TEXTO PROPORCIONADO:
☆ ☆ ☆ ☆ ☆

¿Hay algún
Strangelove en el horizonte? Si atendemos a las declaraciones de algún político
o algún militar de lengua fácil, podría decirse que sí. Las consecuencias
serían terribles para todos. Mantener cerrada la caja de Pandora puede no ser
tarea fácil.
Parar a los Strangelove
El Viejo Topo
12 abril, 2024
Como se ha
dicho varias veces en estas páginas, un grave problema para el Occidente
colectivo, y en particular para la parte de él que se cobija a la sombra de la
OTAN, es esa especie de autismo que lo caracteriza, a la barrera de
incomunicabilidad que se erige constantemente entre el pensamiento (diplomático
y estratégico) de la dirección y la realidad actual. Y hay un aspecto en
particular que es significativamente problemático, la incapacidad de comprender
las razones del enemigo. Desgraciadamente, la acción propagandística, que desde
el principio se ha centrado en la deshumanización del enemigo, ha creado una
especie de efecto boomerang, por el que las propias elites políticas
occidentales se han convertido en víctimas, perdiendo de vista un aspecto
fundamental.
Se trata
incluso de un mecanismo mental clásico, en su previsibilidad: dado que hay que
negar in nuce que el enemigo pueda tener razones, se acaba por desconocerlas y,
en consecuencia, por no comprender el cómo y el porqué de sus acciones
presentes y futuras.
En concreto,
negarse a considerar el enfoque ruso ante el conflicto que lo enfrenta a
Occidente se traduce en la incapacidad de evaluar y predecir correctamente
cuáles podrían ser los próximos pasos. De hecho, no es casualidad que estas
valoraciones oscilen constantemente entre extremos opuestos, que ven a Rusia
ahora como una horda bárbara ansiosa por atacarnos, ahora como un país al borde
del colapso.
La realidad,
sin embargo, nos dice que las decisiones de Moscú responden a una lógica muy
clara y precisa, que a su vez se remonta claramente a lo que los rusos
consideran sus propios intereses estratégicos.
En particular,
toda la historia del conflicto ucraniano, a partir de 2014, nos dice algunas
cosas extremadamente significativas y obvias. A lo largo de estos años, Moscú
se ha mostrado muy reticente a aventurarse en un conflicto que imaginaba mucho
más desafiante –sobre todo desde el punto de vista geopolítico– que los vividos
anteriormente contra la insurrección islamista en Chechenia y con Georgia.
Pero, al mismo tiempo, cuando creyó que el nivel de amenaza percibido estaba a
punto de superar un umbral peligroso, no dudó en intervenir militarmente.
Y esto nos dice
dos cosas muy importantes. En primer lugar, que la cuestión fundamental no es
qué piensa y/o quiere la OTAN, sino cómo se perciben sus acciones en Moscú. Y
la segunda es que cuando la percepción supera un umbral de alarma, Moscú está
lista para atacar primero.

☆ ☆ ☆ ☆ ☆

MATERIAL PROPORCIONADO:
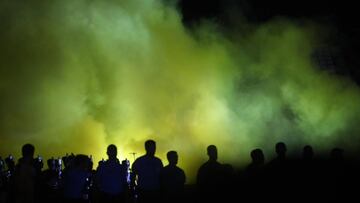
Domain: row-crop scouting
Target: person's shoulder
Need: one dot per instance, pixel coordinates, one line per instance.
(139, 160)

☆ ☆ ☆ ☆ ☆

TAREAS:
[1] En el texto sobre Rusia y la OTAN, ¿en qué conflictos anteriores se vio envuelta Moscú antes del ucraniano?
[2] Por favor, prosigue el texto sobre Rusia y la OTAN a partir de su última oración.

RESPUESTAS POR TAREA:
[1] Contra la insurrección islamista en Chechenia y con Georgia.

[2]
Ahora bien, si
consideramos desde esta perspectiva toda la agitación bélica que recorre
Europa, y que no se compone sólo de charlas sino también de hechos concretos,
debemos darnos cuenta de que –desde el punto de vista ruso– no es posible
evitar tomárselo en serio. Y que, en consecuencia, es muy probable que si este
estado de ánimo agresivo no disminuye, si por el contrario se traduce cada vez
más en acciones selectivas, se llegue a un punto en el que la percepción de la
amenaza sea tal que sugiera que el choque es inevitable. Y por lo tanto,
lógicamente, Rusia se verá obligada a atacar antes de que las capacidades de la
OTAN alcancen un umbral crítico, suficiente para preocuparla. En resumen, si
Moscú se convenciera de que los países europeos realmente se están
preparando para una guerra, no esperará hasta que estén realmente preparados
para una guerra y atacará.
En este punto,
también es necesario subrayar la importancia de la percepción en el ámbito
occidental y particularmente en el europeo. Desde el final de la Segunda Guerra
Mundial, Occidente se ha visto envuelto en numerosas guerras, prácticamente
todas ellas –a excepción de Corea– absolutamente asimétricas, llevadas a cabo
proyectando sus fuerzas armadas a miles de kilómetros de distancia y sobre todo
siendo siempre el sujeto atacante. Por tanto, el lanzamiento de la Operación
Especial Militar Rusa en febrero de 2022 produjo una conmoción, porque por
primera vez en casi ochenta años se produjo una situación exactamente
contraria: la guerra vuelve a Europa, es una guerra simétrica y no somos
nosotros quienes atacamos sino que somos atacados. Esto, repito, es la
percepción de Europa occidental. A ese primer shock se sumó luego otro, cuando
los líderes europeos se dieron cuenta de que Estados Unidos, después de haber
desencadenado y avivado el conflicto, están a punto de retirarse, trasladando
la carga a los aliados del viejo continente. Y es más, ciertamente no gastarían
demasiado para defenderlos, en caso de que el conflicto se extendiera. En ese
momento, entró en acción lo que yo llamo el síndrome de Hannibal[1],
que los sumió en el pánico y los hundió en una loca carrera armamentista[2].
La posibilidad
de una gran guerra convencional en territorio europeo, por tanto, no es ciencia
ficción ni una hipótesis remota y, sin embargo, es probable que muchos actores
en escena no la quieran realmente.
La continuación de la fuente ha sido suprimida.